» Work required: Rewrite every line of the material below as a numbered list, leaving out blank lines. Omit the pictures from your list.

» Source records:
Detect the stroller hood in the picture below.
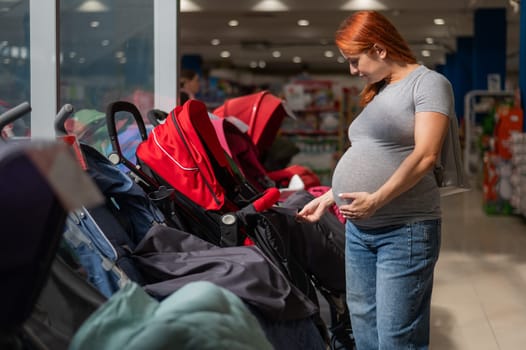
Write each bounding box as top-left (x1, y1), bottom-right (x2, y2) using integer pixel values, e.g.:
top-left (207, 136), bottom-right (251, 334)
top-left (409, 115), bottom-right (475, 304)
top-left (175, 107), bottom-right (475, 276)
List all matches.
top-left (214, 91), bottom-right (293, 154)
top-left (137, 100), bottom-right (229, 210)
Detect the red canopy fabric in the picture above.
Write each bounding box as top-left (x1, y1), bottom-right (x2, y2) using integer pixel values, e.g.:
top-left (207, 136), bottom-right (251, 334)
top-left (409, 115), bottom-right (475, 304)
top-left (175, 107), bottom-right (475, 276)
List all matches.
top-left (211, 118), bottom-right (267, 190)
top-left (213, 91), bottom-right (289, 154)
top-left (137, 100), bottom-right (231, 210)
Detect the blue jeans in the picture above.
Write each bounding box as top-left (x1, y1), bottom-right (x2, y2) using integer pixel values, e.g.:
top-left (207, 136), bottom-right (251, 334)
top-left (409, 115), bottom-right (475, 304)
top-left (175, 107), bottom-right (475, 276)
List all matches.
top-left (345, 219), bottom-right (441, 350)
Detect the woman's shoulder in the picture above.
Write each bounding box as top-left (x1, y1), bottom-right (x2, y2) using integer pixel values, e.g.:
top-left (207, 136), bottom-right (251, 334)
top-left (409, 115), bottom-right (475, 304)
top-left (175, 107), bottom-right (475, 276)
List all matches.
top-left (416, 65), bottom-right (451, 85)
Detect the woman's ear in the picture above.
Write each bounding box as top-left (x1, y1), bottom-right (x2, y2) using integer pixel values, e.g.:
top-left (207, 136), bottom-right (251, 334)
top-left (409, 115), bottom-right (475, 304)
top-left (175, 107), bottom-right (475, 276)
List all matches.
top-left (373, 44), bottom-right (387, 59)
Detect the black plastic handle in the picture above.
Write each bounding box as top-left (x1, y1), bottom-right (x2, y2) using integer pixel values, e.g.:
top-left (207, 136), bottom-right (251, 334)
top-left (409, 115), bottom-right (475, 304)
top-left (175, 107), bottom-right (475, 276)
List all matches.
top-left (55, 103), bottom-right (75, 136)
top-left (106, 101), bottom-right (159, 188)
top-left (0, 102), bottom-right (31, 137)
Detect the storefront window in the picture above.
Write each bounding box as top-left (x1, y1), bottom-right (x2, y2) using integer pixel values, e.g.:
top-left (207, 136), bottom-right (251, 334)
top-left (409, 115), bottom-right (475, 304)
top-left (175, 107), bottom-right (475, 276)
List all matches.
top-left (60, 0), bottom-right (154, 116)
top-left (0, 0), bottom-right (30, 138)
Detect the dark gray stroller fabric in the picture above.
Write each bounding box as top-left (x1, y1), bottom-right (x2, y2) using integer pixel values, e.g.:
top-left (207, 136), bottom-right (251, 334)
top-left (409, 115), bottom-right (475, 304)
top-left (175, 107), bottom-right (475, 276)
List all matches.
top-left (133, 225), bottom-right (318, 320)
top-left (272, 190), bottom-right (345, 293)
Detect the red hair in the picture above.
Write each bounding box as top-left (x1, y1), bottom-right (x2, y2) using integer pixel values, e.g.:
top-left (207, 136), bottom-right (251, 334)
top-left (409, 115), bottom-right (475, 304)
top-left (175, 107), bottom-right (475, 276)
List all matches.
top-left (335, 11), bottom-right (416, 106)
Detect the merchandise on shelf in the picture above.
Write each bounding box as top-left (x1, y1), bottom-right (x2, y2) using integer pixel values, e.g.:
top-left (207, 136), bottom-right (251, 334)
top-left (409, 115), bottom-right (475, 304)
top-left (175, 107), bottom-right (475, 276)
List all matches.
top-left (281, 80), bottom-right (341, 185)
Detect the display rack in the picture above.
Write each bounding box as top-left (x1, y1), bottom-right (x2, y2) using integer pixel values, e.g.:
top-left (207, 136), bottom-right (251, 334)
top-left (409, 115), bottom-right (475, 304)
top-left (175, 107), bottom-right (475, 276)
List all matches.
top-left (464, 90), bottom-right (515, 175)
top-left (281, 80), bottom-right (341, 185)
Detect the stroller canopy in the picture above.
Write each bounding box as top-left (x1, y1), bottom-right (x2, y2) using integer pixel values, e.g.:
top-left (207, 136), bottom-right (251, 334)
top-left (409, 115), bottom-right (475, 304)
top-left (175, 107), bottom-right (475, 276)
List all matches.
top-left (213, 91), bottom-right (292, 154)
top-left (137, 100), bottom-right (231, 210)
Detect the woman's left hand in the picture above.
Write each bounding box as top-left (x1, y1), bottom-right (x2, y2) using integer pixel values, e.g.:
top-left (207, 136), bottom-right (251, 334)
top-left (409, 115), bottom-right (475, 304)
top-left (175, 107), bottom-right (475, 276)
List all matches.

» Written response:
1. Detect the stroller hood in the picture below.
2. Write each bounding box as top-left (x1, y1), bottom-right (x2, y2) using integer pixel values, e.g.:
3. top-left (207, 136), bottom-right (251, 334)
4. top-left (409, 115), bottom-right (475, 304)
5. top-left (175, 107), bottom-right (475, 276)
6. List all matches.
7. top-left (214, 91), bottom-right (293, 154)
8. top-left (137, 100), bottom-right (229, 210)
9. Detect the red canopy fabric in the picture above.
10. Write each bounding box as top-left (x1, y1), bottom-right (x2, y2) using integer pixel values, e.g.:
11. top-left (207, 136), bottom-right (251, 334)
12. top-left (409, 115), bottom-right (475, 304)
13. top-left (175, 107), bottom-right (475, 276)
14. List all matches.
15. top-left (211, 118), bottom-right (267, 190)
16. top-left (213, 91), bottom-right (289, 154)
17. top-left (137, 100), bottom-right (231, 210)
18. Detect the blue jeans in the picture above.
19. Write each bounding box as top-left (x1, y1), bottom-right (x2, y2) using integer pixel values, e.g.:
20. top-left (207, 136), bottom-right (251, 334)
21. top-left (409, 115), bottom-right (475, 304)
22. top-left (175, 107), bottom-right (475, 276)
23. List all matches.
24. top-left (345, 219), bottom-right (441, 350)
25. Detect the woman's shoulder in the picture above.
26. Write each bounding box as top-left (x1, y1), bottom-right (x2, y2) using integer pixel values, e.g.:
27. top-left (207, 136), bottom-right (251, 334)
28. top-left (409, 115), bottom-right (475, 304)
29. top-left (175, 107), bottom-right (475, 276)
30. List all matches.
31. top-left (416, 65), bottom-right (451, 85)
32. Detect the woman's ear in the picture above.
33. Write each bounding box as top-left (x1, y1), bottom-right (x2, y2) using integer pixel values, e.g.:
34. top-left (207, 136), bottom-right (251, 334)
35. top-left (409, 115), bottom-right (475, 304)
36. top-left (175, 107), bottom-right (475, 276)
37. List all matches.
38. top-left (373, 44), bottom-right (387, 59)
39. Detect the black plastic handle in the picture above.
40. Write each bounding box as top-left (x1, y1), bottom-right (x2, y2) using integer pixel values, e.g.:
41. top-left (207, 136), bottom-right (251, 334)
42. top-left (409, 115), bottom-right (475, 304)
43. top-left (175, 107), bottom-right (475, 276)
44. List all matches.
45. top-left (55, 103), bottom-right (75, 136)
46. top-left (106, 101), bottom-right (159, 188)
47. top-left (0, 102), bottom-right (31, 137)
48. Detect the storefront window in the picture above.
49. Write each bounding box as top-left (x1, y1), bottom-right (x2, y2) using integer pixel values, e.g.:
50. top-left (207, 136), bottom-right (251, 334)
51. top-left (409, 115), bottom-right (475, 304)
52. top-left (175, 107), bottom-right (475, 276)
53. List all matches.
54. top-left (60, 0), bottom-right (154, 116)
55. top-left (0, 0), bottom-right (30, 138)
56. Detect the dark gray stroller fabric in the picture above.
57. Write each bounding box as top-left (x1, y1), bottom-right (x2, y2) using integer pixel values, e.g.:
58. top-left (207, 136), bottom-right (251, 334)
59. top-left (409, 115), bottom-right (475, 304)
60. top-left (175, 107), bottom-right (475, 276)
61. List all matches.
62. top-left (133, 225), bottom-right (318, 320)
63. top-left (272, 190), bottom-right (345, 293)
64. Detect the red hair in the picture above.
65. Write each bounding box as top-left (x1, y1), bottom-right (x2, y2) using integer pixel values, e.g.:
66. top-left (207, 136), bottom-right (251, 334)
67. top-left (409, 115), bottom-right (475, 304)
68. top-left (175, 107), bottom-right (475, 276)
69. List all matches.
70. top-left (335, 11), bottom-right (416, 106)
71. Detect the merchandise on shelf in the picture above.
72. Write each bounding box as top-left (x1, y1), bottom-right (x2, y2) using integer pixel values, e.g.:
73. top-left (207, 136), bottom-right (251, 334)
74. top-left (409, 115), bottom-right (475, 304)
75. top-left (175, 107), bottom-right (475, 276)
76. List all matches.
77. top-left (281, 80), bottom-right (341, 185)
78. Detect the display rack in the picture above.
79. Write each bounding box as top-left (x1, y1), bottom-right (x2, y2) using integer pixel values, e.g.:
80. top-left (207, 136), bottom-right (251, 334)
81. top-left (409, 115), bottom-right (475, 304)
82. top-left (175, 107), bottom-right (475, 276)
83. List all matches.
84. top-left (464, 90), bottom-right (515, 175)
85. top-left (281, 80), bottom-right (341, 185)
86. Detect the stroller canopy in the picture above.
87. Write each bounding box as top-left (x1, y1), bottom-right (x2, y2) using integer pixel values, e.g.:
88. top-left (207, 136), bottom-right (251, 334)
89. top-left (409, 115), bottom-right (475, 304)
90. top-left (175, 107), bottom-right (475, 276)
91. List all matches.
92. top-left (213, 91), bottom-right (292, 154)
93. top-left (137, 100), bottom-right (231, 210)
94. Detect the woman's left hand in the picture above.
95. Write each bounding box as top-left (x1, y1), bottom-right (x2, y2) using integer pixel values, e.g.:
96. top-left (207, 136), bottom-right (251, 334)
97. top-left (409, 115), bottom-right (475, 304)
98. top-left (175, 107), bottom-right (475, 276)
99. List all matches.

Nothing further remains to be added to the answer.